* [What is being asked]:
Copy each line below in which the string "road" occurs.

* [Records supplied]:
━━━━━━

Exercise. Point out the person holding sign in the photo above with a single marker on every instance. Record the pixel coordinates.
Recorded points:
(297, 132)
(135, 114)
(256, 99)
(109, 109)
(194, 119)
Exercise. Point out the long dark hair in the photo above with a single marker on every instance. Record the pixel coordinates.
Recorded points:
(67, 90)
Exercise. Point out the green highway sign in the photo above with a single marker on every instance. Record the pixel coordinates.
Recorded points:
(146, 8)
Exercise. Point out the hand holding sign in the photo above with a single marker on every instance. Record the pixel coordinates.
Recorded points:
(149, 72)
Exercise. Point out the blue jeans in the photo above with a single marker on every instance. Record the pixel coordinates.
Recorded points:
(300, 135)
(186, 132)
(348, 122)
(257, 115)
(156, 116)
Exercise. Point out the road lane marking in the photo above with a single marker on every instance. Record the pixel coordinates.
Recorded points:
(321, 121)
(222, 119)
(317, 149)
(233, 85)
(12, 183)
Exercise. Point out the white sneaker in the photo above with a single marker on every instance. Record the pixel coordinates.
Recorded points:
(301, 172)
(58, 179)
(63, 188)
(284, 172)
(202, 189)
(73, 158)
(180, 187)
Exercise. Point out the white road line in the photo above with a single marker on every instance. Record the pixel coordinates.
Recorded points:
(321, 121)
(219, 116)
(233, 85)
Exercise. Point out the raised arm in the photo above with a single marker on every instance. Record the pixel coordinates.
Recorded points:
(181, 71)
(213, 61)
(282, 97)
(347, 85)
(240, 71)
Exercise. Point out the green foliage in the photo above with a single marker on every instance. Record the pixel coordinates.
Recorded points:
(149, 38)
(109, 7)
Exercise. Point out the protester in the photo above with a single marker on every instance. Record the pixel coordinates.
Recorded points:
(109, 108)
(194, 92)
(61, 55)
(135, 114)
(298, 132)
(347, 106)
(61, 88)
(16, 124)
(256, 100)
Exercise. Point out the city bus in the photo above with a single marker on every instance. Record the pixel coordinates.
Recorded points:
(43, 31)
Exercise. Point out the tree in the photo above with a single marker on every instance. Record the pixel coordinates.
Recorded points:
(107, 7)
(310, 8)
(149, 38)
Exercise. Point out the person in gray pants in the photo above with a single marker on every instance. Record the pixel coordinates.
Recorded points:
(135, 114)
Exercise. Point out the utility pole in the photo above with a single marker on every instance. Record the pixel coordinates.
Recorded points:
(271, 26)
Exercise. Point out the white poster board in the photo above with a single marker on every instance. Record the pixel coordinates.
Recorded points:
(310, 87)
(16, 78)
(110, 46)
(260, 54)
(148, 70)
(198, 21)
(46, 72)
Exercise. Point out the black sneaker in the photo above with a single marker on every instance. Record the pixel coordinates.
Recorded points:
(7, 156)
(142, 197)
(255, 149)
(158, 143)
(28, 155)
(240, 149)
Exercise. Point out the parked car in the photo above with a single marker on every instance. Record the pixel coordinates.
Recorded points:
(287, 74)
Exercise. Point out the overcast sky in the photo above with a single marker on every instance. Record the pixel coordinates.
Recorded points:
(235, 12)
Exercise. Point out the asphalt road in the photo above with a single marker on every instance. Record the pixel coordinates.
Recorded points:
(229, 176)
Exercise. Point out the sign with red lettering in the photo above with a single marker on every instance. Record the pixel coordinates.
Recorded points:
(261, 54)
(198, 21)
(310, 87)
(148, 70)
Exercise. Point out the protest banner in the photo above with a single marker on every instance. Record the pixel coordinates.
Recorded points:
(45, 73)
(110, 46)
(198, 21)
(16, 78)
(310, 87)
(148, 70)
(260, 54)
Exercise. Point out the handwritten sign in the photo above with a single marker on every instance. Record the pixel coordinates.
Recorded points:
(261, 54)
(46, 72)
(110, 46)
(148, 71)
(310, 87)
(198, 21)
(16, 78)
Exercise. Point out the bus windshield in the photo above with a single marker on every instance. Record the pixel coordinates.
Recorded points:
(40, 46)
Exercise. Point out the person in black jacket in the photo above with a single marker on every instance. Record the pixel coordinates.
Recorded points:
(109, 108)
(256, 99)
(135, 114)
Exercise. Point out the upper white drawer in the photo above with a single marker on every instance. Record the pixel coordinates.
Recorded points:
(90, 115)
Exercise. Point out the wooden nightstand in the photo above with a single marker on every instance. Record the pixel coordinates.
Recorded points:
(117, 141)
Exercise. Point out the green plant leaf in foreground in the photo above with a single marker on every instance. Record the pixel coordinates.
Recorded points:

━━━━━━

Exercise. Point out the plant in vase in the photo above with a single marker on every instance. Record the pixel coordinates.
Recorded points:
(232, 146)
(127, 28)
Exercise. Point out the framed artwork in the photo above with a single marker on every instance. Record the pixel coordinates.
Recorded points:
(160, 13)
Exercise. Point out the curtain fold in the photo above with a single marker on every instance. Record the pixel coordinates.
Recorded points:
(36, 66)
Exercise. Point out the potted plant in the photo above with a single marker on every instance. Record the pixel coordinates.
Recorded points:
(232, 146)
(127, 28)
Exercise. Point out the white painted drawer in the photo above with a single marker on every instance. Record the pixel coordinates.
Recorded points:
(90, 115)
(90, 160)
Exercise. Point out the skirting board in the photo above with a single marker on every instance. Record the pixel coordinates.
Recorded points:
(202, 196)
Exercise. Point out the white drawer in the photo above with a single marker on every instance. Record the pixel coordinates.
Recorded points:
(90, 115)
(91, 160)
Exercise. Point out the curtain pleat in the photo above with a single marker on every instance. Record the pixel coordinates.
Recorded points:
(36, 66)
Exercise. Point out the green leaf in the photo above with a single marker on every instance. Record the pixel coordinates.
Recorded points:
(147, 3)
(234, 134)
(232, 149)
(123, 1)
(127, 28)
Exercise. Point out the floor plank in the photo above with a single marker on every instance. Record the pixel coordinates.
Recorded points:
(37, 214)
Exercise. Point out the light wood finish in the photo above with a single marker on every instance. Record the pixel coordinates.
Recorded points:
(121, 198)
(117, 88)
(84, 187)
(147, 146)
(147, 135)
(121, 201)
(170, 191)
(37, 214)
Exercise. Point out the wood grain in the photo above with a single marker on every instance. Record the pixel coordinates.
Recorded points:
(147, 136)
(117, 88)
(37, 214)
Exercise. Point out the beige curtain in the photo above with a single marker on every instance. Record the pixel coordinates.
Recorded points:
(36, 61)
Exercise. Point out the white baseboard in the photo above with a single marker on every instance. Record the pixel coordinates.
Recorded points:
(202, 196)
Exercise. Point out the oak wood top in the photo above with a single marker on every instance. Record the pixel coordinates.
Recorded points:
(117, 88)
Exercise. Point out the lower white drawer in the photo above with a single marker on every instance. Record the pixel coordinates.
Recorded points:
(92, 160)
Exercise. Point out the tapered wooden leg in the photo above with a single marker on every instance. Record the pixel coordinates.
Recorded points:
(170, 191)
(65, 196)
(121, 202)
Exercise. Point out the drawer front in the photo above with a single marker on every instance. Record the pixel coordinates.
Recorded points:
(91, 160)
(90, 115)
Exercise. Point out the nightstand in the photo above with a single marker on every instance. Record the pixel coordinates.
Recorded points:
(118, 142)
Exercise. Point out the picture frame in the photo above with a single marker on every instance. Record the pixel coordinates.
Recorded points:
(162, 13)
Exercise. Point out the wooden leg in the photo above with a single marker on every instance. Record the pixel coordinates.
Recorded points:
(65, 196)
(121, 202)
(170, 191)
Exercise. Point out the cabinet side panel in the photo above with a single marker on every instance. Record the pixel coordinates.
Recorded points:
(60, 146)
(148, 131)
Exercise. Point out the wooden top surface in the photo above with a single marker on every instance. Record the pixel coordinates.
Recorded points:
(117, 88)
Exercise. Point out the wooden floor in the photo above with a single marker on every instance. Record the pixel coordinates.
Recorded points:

━━━━━━

* [Answer]:
Exercise. Point out the road lane marking in the photo above with a single marker on every instance. Record the pixel coordinates.
Exercise. Point out the white road line in the photo above with a single marker on every instance. Record the pixel coordinates.
Exercise. Point out the asphalt road in the photo above with a single marker on every instance. Record the pixel coordinates.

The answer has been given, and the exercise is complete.